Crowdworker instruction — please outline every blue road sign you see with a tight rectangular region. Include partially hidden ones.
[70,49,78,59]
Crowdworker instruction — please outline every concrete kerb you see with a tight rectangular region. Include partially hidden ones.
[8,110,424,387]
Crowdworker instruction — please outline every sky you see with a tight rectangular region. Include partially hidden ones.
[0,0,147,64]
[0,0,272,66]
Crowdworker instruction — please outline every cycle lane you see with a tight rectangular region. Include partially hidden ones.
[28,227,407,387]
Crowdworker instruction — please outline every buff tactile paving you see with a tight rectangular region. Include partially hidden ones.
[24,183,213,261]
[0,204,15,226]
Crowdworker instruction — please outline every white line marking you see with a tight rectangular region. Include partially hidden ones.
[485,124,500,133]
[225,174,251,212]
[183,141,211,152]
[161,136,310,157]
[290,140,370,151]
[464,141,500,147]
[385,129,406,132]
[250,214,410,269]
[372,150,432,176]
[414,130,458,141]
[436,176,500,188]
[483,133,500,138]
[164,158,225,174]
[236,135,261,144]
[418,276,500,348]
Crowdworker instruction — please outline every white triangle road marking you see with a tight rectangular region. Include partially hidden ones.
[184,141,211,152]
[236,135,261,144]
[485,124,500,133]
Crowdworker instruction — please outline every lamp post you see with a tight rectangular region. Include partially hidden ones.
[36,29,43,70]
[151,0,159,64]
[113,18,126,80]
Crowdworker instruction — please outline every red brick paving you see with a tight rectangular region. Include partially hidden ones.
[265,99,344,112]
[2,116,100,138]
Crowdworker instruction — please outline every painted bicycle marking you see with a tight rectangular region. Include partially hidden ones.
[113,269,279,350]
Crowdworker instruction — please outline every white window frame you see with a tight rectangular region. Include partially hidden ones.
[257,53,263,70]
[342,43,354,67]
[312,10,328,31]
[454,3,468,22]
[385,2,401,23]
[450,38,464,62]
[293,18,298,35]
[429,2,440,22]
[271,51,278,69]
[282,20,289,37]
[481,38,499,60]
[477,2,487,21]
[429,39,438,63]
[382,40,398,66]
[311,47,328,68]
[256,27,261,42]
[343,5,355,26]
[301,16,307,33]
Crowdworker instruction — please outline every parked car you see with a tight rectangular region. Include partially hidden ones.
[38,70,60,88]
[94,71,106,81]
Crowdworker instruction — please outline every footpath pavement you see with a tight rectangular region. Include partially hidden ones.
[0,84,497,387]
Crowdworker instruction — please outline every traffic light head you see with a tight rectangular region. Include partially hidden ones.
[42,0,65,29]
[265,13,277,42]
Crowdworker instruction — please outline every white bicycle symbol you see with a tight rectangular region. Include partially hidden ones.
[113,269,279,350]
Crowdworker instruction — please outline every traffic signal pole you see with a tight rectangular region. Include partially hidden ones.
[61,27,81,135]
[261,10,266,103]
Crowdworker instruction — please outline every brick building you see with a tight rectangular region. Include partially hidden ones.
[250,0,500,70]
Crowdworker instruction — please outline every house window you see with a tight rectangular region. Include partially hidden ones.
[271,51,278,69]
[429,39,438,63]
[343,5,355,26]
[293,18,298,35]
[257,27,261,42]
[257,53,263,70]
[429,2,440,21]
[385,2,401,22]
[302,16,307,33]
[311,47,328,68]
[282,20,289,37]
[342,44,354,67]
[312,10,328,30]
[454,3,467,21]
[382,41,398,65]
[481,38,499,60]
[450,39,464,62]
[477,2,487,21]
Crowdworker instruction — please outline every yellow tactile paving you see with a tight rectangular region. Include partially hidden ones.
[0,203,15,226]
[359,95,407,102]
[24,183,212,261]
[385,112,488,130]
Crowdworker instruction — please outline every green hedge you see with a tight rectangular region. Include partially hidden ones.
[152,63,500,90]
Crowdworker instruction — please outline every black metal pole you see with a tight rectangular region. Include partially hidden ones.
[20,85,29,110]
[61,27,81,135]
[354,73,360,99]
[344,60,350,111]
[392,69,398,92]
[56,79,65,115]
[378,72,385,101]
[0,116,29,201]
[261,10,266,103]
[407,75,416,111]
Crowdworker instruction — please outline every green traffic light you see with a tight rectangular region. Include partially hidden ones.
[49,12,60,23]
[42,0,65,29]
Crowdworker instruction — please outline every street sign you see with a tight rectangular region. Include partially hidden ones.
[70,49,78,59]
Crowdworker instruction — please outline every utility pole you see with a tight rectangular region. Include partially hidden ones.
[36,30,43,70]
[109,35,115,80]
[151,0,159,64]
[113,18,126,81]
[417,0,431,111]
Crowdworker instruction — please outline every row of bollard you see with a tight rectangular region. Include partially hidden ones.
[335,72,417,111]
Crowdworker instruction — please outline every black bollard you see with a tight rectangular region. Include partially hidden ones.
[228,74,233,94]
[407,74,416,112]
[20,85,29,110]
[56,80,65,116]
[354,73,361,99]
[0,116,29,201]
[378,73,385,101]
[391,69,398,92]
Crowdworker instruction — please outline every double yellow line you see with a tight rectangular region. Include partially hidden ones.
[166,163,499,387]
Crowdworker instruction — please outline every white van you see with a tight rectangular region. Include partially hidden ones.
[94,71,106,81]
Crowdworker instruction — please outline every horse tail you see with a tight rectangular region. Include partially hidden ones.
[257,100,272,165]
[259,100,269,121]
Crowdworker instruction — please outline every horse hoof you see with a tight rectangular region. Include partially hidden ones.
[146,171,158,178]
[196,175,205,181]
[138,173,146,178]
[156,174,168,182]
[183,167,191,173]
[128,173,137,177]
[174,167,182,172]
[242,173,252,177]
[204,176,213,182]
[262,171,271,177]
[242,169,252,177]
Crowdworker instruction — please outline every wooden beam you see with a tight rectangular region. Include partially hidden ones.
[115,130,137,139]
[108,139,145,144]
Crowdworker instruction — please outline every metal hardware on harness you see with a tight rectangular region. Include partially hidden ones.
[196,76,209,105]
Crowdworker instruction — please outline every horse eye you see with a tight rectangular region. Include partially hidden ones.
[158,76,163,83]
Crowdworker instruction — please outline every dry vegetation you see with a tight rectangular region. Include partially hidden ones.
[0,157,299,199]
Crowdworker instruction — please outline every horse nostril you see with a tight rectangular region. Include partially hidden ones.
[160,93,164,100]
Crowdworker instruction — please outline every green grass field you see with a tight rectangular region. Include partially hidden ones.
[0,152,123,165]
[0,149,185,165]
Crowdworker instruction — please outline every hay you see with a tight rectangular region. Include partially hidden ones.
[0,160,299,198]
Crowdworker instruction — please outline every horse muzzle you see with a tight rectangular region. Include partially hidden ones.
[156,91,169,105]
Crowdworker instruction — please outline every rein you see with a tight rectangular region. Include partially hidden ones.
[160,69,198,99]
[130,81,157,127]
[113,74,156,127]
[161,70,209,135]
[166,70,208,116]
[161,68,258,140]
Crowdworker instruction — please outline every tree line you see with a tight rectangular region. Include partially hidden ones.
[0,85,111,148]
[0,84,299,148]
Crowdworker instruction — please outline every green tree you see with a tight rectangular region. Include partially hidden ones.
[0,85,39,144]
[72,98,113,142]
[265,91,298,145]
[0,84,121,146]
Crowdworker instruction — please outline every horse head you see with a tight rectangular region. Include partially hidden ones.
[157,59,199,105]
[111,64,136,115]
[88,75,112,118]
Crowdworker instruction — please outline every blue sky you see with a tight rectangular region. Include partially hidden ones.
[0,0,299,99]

───

* **Work required**: Send back all of the material exactly as given.

* **Answer to the exercise**:
Crowdworker instruction — please outline every blue road sign you see with a tight rectangular region. Include partially hidden ones.
[70,49,78,59]
Crowdworker instruction — please outline every concrete kerb you see with a tight rectangular region. Include partially hidden ones.
[8,110,424,387]
Crowdworker instruction — please outline every sky you see with a tight rectangular region. Include partially hidden ones.
[0,0,147,64]
[0,0,272,66]
Crowdworker instruction — please outline every cycle lane you see with a tight rectangular region. Include partially hidden ones.
[28,227,407,387]
Crowdworker instruction — please outline every buff tactile paving you see with a tight rectangular region. Include partially hidden ones.
[24,183,213,261]
[0,204,15,226]
Crowdworker instruction — please outline every white line marking you see with a tight rectangular region. Include partially hidden ones.
[485,124,500,133]
[225,174,251,212]
[183,141,211,152]
[161,136,310,157]
[290,140,370,151]
[464,141,500,147]
[385,129,406,132]
[250,214,410,269]
[372,150,432,176]
[414,130,458,141]
[436,176,500,188]
[483,133,500,138]
[164,158,225,174]
[236,135,261,144]
[418,276,500,348]
Crowdworker instruction — please outline every white triangle road marking you see with a tight rectangular region. Include partially hidden ones.
[184,141,211,152]
[236,135,261,144]
[485,124,500,133]
Crowdworker instruction — please outline every lamp post you see with a tight rectangular region. Include partially hidden ones.
[36,29,43,70]
[151,0,159,64]
[113,18,126,80]
Crowdworker instruction — please outline every red brick paving you see with a tight rectangular region. Include partially hidden ones.
[265,99,344,112]
[2,116,100,138]
Crowdworker instruction — please outline every painted bicycle marking you see with a tight rectangular region. Include partially hidden ones.
[113,269,279,350]
Crowdworker instruction — please outline every white window frame you see with a tight rectangular region. Include partially hidden ones.
[257,53,263,70]
[342,43,354,67]
[312,10,328,31]
[454,3,468,22]
[385,2,401,23]
[450,38,464,62]
[293,18,298,35]
[429,2,440,22]
[271,51,278,69]
[282,20,289,37]
[481,38,499,60]
[477,2,487,21]
[429,39,438,63]
[382,40,398,66]
[311,47,328,68]
[256,27,261,42]
[343,5,355,26]
[301,16,307,33]
Crowdworker instruction — please outline every parked car you see with a tight rectangular region. Include partially hidden ones.
[38,70,60,88]
[94,71,106,81]
Crowdworker instruction — please outline every footpath pavement you see with a tight rectangular region. Include partially hidden ones.
[0,84,497,387]
Crowdworker instruction — please outline every traffic light head you see with a tight rectangular region. Include partially hidden ones.
[42,0,65,29]
[265,13,277,42]
Crowdworker instruction — please outline every white bicycle symbol you see with a tight rectangular region. Include partially hidden ones.
[113,269,279,350]
Crowdworker instruction — please outline every traffic signal pole you see with a tight rectangular region. Include partially hidden ones.
[61,27,81,135]
[261,10,266,103]
Crowdworker instruction — please outline every brick building you see with a tight rectangular region. Include partially hidden ones.
[250,0,500,70]
Crowdworker instruction — please outline every house window you see with a tight rectangular region. Include partially hidden ones.
[271,51,278,69]
[429,39,438,63]
[343,5,355,26]
[293,18,298,35]
[257,27,261,42]
[257,53,263,70]
[429,2,440,21]
[385,2,401,22]
[302,16,307,33]
[311,47,328,68]
[282,20,289,37]
[342,44,354,67]
[312,10,328,30]
[454,3,467,21]
[382,41,398,65]
[481,38,499,60]
[450,39,464,62]
[477,2,487,21]
Crowdworker instruction — please outline every yellow tactile paving you see with a tight rectangular region. Include partially hidden ones.
[0,203,15,226]
[359,95,407,102]
[24,183,212,261]
[385,112,488,130]
Crowdworker instruction — please outline every green hedge you see with a tight rectangular region. Include partially hidden ones.
[152,63,500,90]
Crowdworker instruction — please outline every black metal pole you see with a tight rectangular region. Include partially hidden ones.
[20,85,29,110]
[61,27,81,135]
[354,73,360,99]
[344,60,350,111]
[392,69,398,92]
[56,79,65,115]
[378,72,385,101]
[0,116,29,201]
[261,10,266,103]
[407,75,416,111]
Crowdworker instruction — please outline every green traffic light you see with a tight rectangular region. Include partially hidden ones.
[49,12,60,23]
[42,0,65,29]
Crowdworker instruction — please outline every street sign you see with a tight rectangular region. Include partially hidden ones.
[70,49,78,59]
Crowdworker instruction — please outline every utility pole you see with a tight rectangular region. Include partially hidden ones.
[36,30,43,70]
[109,35,115,80]
[151,0,159,64]
[113,18,126,81]
[417,0,431,111]
Crowdworker instruction — please outline every row of bollard you see with a tight rectangular region. Include partially hidden ones.
[335,72,417,111]
Crowdworker instruction — please outline every black bollard you see with a tight rectangular region. Include partially hidden ones.
[228,74,233,94]
[407,74,416,112]
[20,85,29,110]
[56,80,65,116]
[354,73,361,99]
[0,116,29,201]
[378,73,385,101]
[391,69,398,92]
Crowdworker instruction — please outline every double yellow line you see with a tight rectangular region. Include partially hidden ones.
[166,163,499,387]
Crowdworker instruction — please outline every white van you see with a tight rectangular region. Include partially hidden ones.
[94,71,106,81]
Crowdworker instruction — please outline every horse tail you see with a tight rectangular region. Include partially hidden ones.
[257,100,272,165]
[259,100,269,121]
Crowdworker instruction — please outline every horse hoof you see with a tight rectangular region. Include partially hidden ones.
[146,171,158,178]
[196,175,205,181]
[138,173,146,178]
[156,174,168,182]
[183,167,191,173]
[128,173,137,177]
[174,167,182,172]
[242,173,252,177]
[204,176,213,182]
[262,171,271,177]
[242,169,252,177]
Crowdworker instruction — please outline every wooden beam you see with a tight rectangular region. Include partially hidden ones.
[115,130,137,139]
[108,139,145,144]
Crowdworker instruction — please outline every metal hardware on harness you see with a tight rectangular region. Include partially hidden ones.
[196,76,209,105]
Crowdworker instruction — please outline every horse eye you see with a tight rectangular region. Include partially hidden ones.
[158,76,163,83]
Crowdworker instruction — please outline every dry vegetation you see with a tight rectangular region. Include partially hidden ones.
[0,157,299,199]
Crowdworker instruction — please outline every horse nostril you see with a tight rectangular region. Include partially hidden ones.
[160,93,164,100]
Crowdworker instruction — please outline every green grass field you see with a tight rectangular region. Include partially hidden ones.
[0,152,123,165]
[0,149,185,165]
Crowdworker instruction — please outline every hay you see with a tight rectangular region. Include partially hidden ones.
[0,160,299,198]
Crowdworker instruction — please outline every horse muzzle you see with a tight rectangular region. Include partially hidden ones.
[156,91,169,105]
Crowdworker instruction — please outline every rein you see with a tight rectangular region. Include partially hidden ones.
[160,69,198,99]
[130,81,157,127]
[113,74,156,127]
[161,70,209,135]
[166,70,208,116]
[161,68,258,140]
Crowdworker instruction — please outline every tree line you see with a tight rectangular region. Include partially hidden ones.
[0,85,111,148]
[0,84,299,148]
Crowdworker instruction — please outline every green tree you see with a tight rectangular region. Include partially hidden ones.
[0,85,39,144]
[72,98,113,142]
[265,91,298,145]
[0,84,121,146]
Crowdworker instruction — please outline every horse head you see with a tight rectangular region. Include partially hidden ones.
[157,59,199,105]
[111,64,136,115]
[88,75,112,118]
Crowdworker instruction — please outline every blue sky you see with a tight rectangular region. Include partially hidden ones.
[0,0,299,99]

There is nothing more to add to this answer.